Text shown section start

Studio album by Courting
- Released: 26 January 2024
- Genre: Indie rock; indie pop;
- Length: 40:40
- Label: PIAS
- Producer: Sean Murphy O'Neill

Courting chronology
| Guitar Music (2022) | New Last Name (2024) | Lust for Life (2025) |

= New Last Name =

New Last Name is the second studio album by British band Courting, released on 26 January 2024 through Lower Third and PIAS Recordings. The album was primarily produced by frontman Sean Murphy O'Neill and producer Robert Whiteley, with two tracks co-produced by Cribs members, twin brothers Gary and Ryan Jarman. It received positive reviews from critics.

==Critical reception==

New Last Name received a score of 71 out of 100 on review aggregator Metacritic based on four critics' reviews, indicating "generally favorable" reception. Kyle Kohner of The Line of Best Fit described the album as "a collection of their most infectious pop songs dusted with their inevitable experimental flair" as well as "an irresistible mess made with exploratory abandon and the demeanour to show off and articulate a thing or two about expectations and pandering". The Skinnys Vicky Greer wrote that the album "forgoes the eccentricities of Guitar Music in favor of music that more closely matches their lofty ambitions—out with sarcastic talk-singing, and in with sugar-sweet choruses".

Text shown section end
Entries supplied section start

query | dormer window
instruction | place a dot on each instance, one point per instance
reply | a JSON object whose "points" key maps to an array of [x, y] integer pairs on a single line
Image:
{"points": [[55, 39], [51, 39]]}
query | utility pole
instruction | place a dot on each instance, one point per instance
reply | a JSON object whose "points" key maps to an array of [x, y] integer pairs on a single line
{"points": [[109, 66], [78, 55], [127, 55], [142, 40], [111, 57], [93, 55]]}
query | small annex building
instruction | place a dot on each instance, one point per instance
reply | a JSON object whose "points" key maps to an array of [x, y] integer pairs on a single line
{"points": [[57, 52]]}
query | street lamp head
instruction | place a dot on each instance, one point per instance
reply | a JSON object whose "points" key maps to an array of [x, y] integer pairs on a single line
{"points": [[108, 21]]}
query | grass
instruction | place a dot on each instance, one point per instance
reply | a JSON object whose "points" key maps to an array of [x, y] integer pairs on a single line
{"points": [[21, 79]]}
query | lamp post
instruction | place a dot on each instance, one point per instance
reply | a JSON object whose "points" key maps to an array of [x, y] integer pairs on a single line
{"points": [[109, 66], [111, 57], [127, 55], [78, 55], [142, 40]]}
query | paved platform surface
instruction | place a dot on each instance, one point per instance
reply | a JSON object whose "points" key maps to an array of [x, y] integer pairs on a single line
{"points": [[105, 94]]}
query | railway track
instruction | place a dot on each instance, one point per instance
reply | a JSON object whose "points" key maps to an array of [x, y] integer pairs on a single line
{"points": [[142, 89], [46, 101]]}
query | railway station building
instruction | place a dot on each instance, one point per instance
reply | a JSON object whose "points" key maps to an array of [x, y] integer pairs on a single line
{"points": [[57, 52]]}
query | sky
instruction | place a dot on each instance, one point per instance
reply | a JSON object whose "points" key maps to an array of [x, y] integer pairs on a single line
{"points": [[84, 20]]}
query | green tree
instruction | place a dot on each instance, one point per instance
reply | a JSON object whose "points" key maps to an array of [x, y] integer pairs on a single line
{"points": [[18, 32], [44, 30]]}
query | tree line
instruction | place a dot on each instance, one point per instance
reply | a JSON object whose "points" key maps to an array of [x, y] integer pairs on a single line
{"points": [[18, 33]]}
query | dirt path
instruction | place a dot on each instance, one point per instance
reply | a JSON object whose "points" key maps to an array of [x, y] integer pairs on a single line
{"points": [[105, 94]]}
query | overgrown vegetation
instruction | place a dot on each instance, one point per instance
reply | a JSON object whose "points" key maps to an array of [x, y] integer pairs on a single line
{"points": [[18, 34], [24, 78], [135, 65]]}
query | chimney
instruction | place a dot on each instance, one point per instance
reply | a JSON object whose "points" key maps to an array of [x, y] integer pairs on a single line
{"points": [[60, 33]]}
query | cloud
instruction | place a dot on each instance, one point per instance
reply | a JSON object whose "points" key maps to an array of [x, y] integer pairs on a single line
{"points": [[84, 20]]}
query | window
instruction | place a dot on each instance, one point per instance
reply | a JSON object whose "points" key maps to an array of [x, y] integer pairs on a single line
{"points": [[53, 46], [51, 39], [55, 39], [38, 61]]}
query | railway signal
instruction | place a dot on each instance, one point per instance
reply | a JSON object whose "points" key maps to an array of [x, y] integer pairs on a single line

Entries supplied section end
Entries supplied section start

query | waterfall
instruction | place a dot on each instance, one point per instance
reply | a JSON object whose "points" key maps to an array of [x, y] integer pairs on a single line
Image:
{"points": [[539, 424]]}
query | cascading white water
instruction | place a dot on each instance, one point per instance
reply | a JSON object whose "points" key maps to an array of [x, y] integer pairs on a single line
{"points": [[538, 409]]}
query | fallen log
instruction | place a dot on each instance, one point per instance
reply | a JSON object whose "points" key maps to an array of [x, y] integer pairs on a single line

Entries supplied section end

▶ [Exercise aim]: In the article on the album New Last Name, what score did the album receive on Metacritic? The data above come from a source separate from the article on the album New Last Name.

▶ [Result]: It received a score of 71 out of 100, based on four critics' reviews.